What needs to be done =
Continue the excerpt on punctal plug trial outcomes, picking up right after its final sentence.

Two studies reported the tear film stability outcome (Slusser 1998; Yung 2012). We judged the certainty of the evidence to be low after downgrading for inconsistency in results as TBUT did not consistently favor punctal plugs over no punctal plugs at one and three months follow‐up (1 level) and there was a high risk of attrition bias (1 level).

Slusser 1998 reported mean tear film break‐up times but did not report the respective standard deviations or the exact P value. The investigators stated: "the average prelens tear film break‐up time for all patients at the 2 baseline visits was 16.1s[econds] for the eye assigned to receive the plugs, and 16. 7s[econds] for the control eye. The difference between these values is not statistically significant (paired t‐test, p > 0.05)" (p 333).

Yung 2012 reported tear film stability at one and three months. At the one and three month follow‐up visits, Yung 2012 found little or no difference in tear film break‐up time between the groups (MD −0.41 seconds, 95% CI −1.25 to 0.43; eyes = 28 and MD 1.93 seconds, 95% CI 0.67 to 3.20; eyes = 28, Analysis 1.6 and Analysis 1.7 respectively).

Artificial tear use

One trial compared the frequency of artificial tear use (Nava‐Castaneda 2003). We judged the certainty of the evidence to be very low after downgrading for high risk of performance, detection, and attrition bias (2 levels).

At two weeks follow‐up, Nava‐Castaneda 2003 reported slightly less artificial tear use in the punctal plug group compared with the no punctal plugs group (MD ‐1.40, 95% CI ‐1.86 to ‐0.94; eyes = 61; Analysis 1.8). At the one‐month follow‐up visit, there was slightly less artificial tear use in the punctal plug group compared with the no punctal plugs group (MD ‐1.80, 95% CI ‐2.09 to ‐1.51; Analysis 1.9). At the long‐term follow‐up visit Nava‐Castaneda 2003 reported slightly less artificial tear use in the punctal plug group compared with the no punctal plugs group (MD ‐2.70, 95% CI ‐3.11 to ‐2.29; eyes = 61); Analysis 1.10).

Adverse outcomes

Three of the five studies reported on adverse outcomes (Slusser 1998; Mansour 2007; Nava‐Castaneda 2003). We judged the evidence to be very low‐certainty after downgrading for limitations in the design and implementation of available studies suggesting high likelihood of attrition bias (2 levels) and sparse and inconsistent data, particularly with respect to epiphora (1 level).

Slusser 1998 reported several adverse events, all in the punctal plug group (28 participants); 23 participants (82%) had epiphora, 3 (11%) reported itching in the area of plug placement, and 1 (3.5%) had tenderness and swelling of the eyelids with mucous discharge. Mansour 2007 reported spontaneous plug loss in 6 of 20 eyes (30%) with silicone punctal plugs. Nava‐Castaneda 2003 reported epiphora in one participant who had received collagen and silicone punctal plugs. The remaining studies did not report adverse events (Lowther 1995; Yung 2012).

Symptomatic improvement

The study investigators did not report this outcome.

Natural-language descriptions of regions
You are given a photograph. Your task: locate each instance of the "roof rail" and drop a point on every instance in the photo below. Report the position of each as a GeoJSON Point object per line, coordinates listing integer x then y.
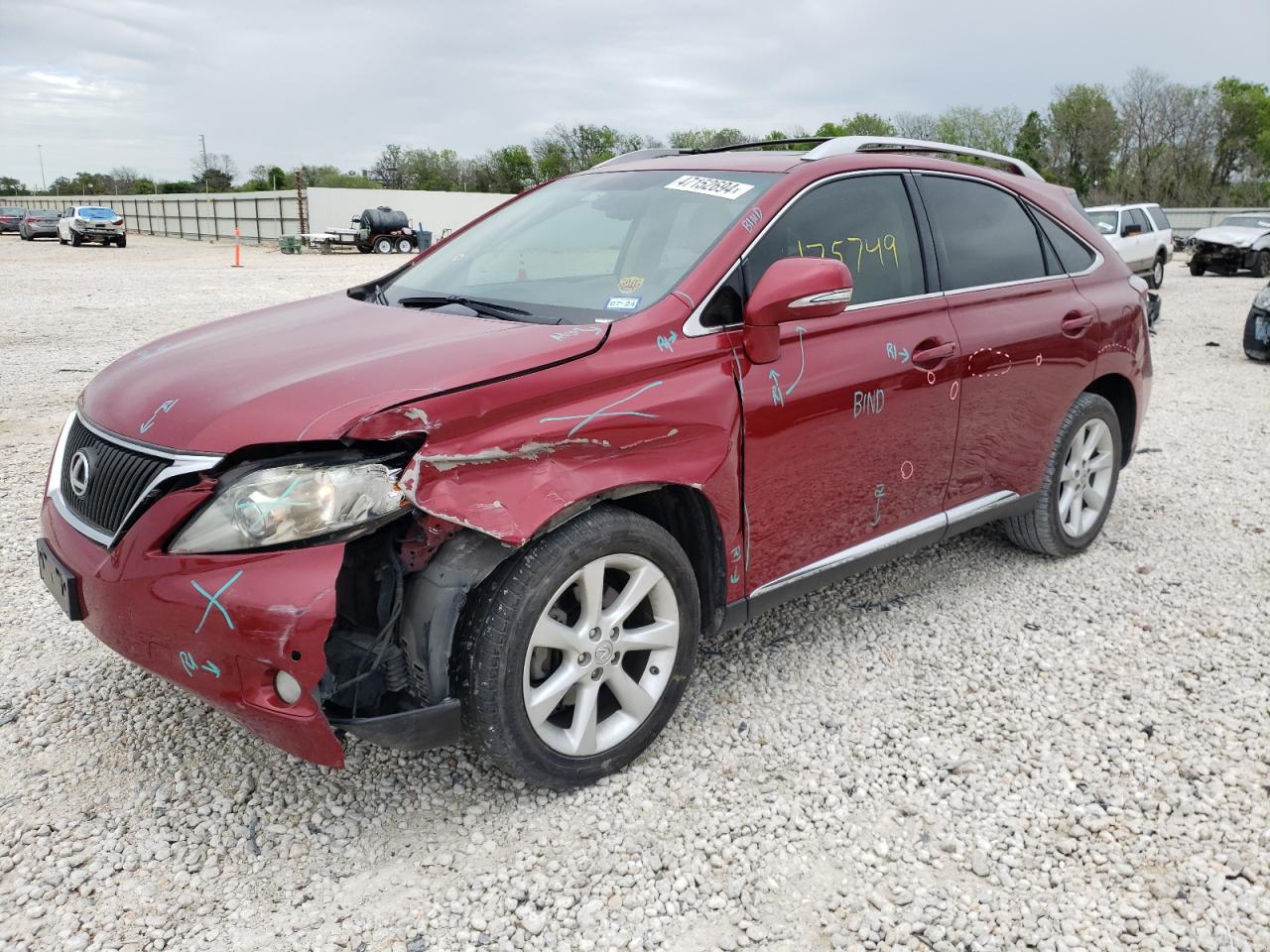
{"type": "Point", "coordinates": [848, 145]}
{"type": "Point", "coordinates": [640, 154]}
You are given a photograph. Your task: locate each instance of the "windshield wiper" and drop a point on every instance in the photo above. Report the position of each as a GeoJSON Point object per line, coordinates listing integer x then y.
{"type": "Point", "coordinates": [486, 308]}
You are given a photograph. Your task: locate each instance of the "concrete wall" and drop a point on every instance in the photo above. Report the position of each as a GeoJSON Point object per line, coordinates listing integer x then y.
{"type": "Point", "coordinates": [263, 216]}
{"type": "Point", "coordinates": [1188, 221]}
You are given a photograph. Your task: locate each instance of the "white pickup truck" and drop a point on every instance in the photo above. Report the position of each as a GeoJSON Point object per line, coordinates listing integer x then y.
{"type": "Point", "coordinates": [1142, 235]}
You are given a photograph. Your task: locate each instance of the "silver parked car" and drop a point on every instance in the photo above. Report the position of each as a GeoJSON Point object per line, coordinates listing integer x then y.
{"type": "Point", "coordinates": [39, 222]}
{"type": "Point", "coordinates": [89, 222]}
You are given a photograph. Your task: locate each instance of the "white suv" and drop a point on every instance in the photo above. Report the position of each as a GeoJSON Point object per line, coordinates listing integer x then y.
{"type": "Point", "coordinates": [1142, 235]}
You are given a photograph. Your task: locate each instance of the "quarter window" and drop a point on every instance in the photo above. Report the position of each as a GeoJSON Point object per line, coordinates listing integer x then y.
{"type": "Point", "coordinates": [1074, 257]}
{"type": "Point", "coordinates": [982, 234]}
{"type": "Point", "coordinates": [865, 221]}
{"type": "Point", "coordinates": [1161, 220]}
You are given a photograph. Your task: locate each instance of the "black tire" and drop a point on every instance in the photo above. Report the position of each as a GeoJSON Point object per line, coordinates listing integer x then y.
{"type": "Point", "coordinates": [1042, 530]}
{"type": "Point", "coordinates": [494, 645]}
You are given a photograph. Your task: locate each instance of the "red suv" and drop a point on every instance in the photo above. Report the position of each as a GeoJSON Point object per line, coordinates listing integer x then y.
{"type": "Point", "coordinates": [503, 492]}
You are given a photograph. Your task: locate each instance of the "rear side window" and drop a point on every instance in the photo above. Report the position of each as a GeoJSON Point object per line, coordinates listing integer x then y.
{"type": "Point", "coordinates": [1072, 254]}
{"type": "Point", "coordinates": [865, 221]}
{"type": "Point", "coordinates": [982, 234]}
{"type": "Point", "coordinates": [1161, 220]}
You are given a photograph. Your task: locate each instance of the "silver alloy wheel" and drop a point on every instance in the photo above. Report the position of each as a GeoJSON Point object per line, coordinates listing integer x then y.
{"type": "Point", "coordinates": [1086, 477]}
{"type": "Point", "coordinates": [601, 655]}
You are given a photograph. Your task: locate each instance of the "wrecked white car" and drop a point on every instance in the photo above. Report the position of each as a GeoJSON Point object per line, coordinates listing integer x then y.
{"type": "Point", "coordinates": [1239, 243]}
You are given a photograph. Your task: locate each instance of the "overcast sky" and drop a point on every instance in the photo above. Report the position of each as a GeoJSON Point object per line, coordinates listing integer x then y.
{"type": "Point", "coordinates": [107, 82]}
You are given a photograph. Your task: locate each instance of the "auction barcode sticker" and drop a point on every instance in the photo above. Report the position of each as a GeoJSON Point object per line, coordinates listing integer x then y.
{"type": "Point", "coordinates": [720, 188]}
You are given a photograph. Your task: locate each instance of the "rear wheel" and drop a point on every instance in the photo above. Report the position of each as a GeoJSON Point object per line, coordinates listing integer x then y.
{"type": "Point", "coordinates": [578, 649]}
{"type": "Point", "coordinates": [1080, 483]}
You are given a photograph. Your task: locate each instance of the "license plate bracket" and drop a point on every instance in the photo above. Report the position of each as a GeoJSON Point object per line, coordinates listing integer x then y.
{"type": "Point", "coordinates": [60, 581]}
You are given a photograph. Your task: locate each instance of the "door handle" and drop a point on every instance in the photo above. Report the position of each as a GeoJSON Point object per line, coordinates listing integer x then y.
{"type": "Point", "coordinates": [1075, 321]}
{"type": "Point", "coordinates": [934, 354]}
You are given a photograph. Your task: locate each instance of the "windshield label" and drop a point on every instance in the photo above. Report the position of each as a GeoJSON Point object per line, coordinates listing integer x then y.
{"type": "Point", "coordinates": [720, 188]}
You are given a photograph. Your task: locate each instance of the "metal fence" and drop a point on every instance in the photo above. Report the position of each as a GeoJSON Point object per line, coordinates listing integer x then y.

Result for this task =
Ocular surface staining

At one month, Roberts 2007 reported little or no between‐group difference in Rose Bengal staining scores on a scale of 0 to 4 points (MD 0.10 points, 95% CI −0.32 to 0.52; eyes = 20). The Rose Bengal staining score "was graded on the following scale: 0 = no staining, 1 = staining of the nasal conjunctiva only, 2 = staining of both the nasal and temporal conjunctiva, 3 = peripheral corneal staining, 4 = central corneal staining." p 806 The study investigators of Roberts 2007 stated: "there was greater improvement in conjunctival staining with cyclosporine or the combination than with plugs alone." It was unclear whether Rose Bengal or fluorescein staining was used.

Aqueous tear production

At one month, Roberts 2007 also reported little or no difference between the punctal plug and cyclosporine groups for aqueous tear production (Schirmer test without topical anesthesia: MD 6.00 mm/3 min, 95% CI 4.96 to 7.04; eyes = 20; Analysis 2.1). Likewise at long‐term follow‐up, there was little or no difference between the punctal plug and cyclosporine groups for aqueous tear production (MD 0.80 mm/3 min, 95% CI ‐0.74 to 2.34; eyes = 20; Analysis 2.2)

Tear film stability

Roberts 2007 did not report this outcome.

Artificial tear use

At one month, Roberts 2007 reported less daily artificial tear use in the punctal plug group compared with the cyclosporine group (MD −1.70 applications/day, 95% CI −3.04 to −0.36; eyes = 20; Analysis 2.5). But at long‐term follow‐up, there was little or no difference between the punctal plug and cyclosporine groups for daily artificial tear use (MD 1.10 applications/day, 95% CI ‐0.04 to 2.24; eyes = 20)

Adverse outcomes

Roberts 2007 reported that 1 of 11 participants (9%) experienced plug displacement in the punctal plug group, while 1 of 11 participants (9%) in the cyclosporine group experienced a burning sensation.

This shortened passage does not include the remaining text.